▶ _Work instructions_:
**1)** According to the passage, why was the journey to the writer's powerlifting goals hard? Answer in one to three sentences.
**2)** In the passage, what title did the writer win in the Master 2 class, and at what age?
**3)** Write out the part of the passage that opens with the words containing "The year before, Hidilyn" and closes with "Janeiro. (AP/Mike Groll)".

▶ _Supplied passage_:
◇ ◇ ◇ ◇ ◇
In 2017, I began to train for the Asian Benchpress Open, which was to be held at a hotel in Quezon City. The journey to reaching powerlifting goals was not easy, more so because we had much work in the Lifestyle section (of course, that was the priority). I would train (as in, buhat ng bakal) four times a week with Rene Dio, who was preparing me to lift some records for my weight class.

The year before, Hidilyn won silver in the Rio Olympics — another cause for celebration — helping me train harder to reach my own powerlifting goals.

  Diaz won the silver medal during the competition at the 2016 Summer Olympics in Rio de Janeiro. (AP/Mike Groll)

“Ang lakas niya,” was a constant phrase in Gold’s Gym, where we trained as we spoke about Diaz’s achievement. Inspired by Hidilyn, I did reach my goals and even won best lifter in my Master 2 class at the age of 54.

Since then, my life was overtaken by the death of my mother in 2019, and then the pandemic closed the gyms where I did my training.

So I watched with mouth agape and heart pounding that fateful July night when Hidilyn brought home the gold. She truly has a champion’s heart. Thanks to her, I look forward to the day I can return to the gym, see my trainer… and start training for Master 3 class 56-60.

For now, I watch Hidilyn and jump for joy.
◇ ◇ ◇ ◇ ◇
(Stored data entries)
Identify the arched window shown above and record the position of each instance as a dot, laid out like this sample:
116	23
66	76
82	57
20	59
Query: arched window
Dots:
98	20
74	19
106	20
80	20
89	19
◇ ◇ ◇ ◇ ◇
▶ _Solutions per task_:
**1)** The journey was hard because the writer also had a lot of work in the Lifestyle section. That work came first.

**2)** The writer won best lifter at the age of 54.

**3)**
The year before, Hidilyn won silver in the Rio Olympics — another cause for celebration — helping me train harder to reach my own powerlifting goals.

  Diaz won the silver medal during the competition at the 2016 Summer Olympics in Rio de Janeiro. (AP/Mike Groll)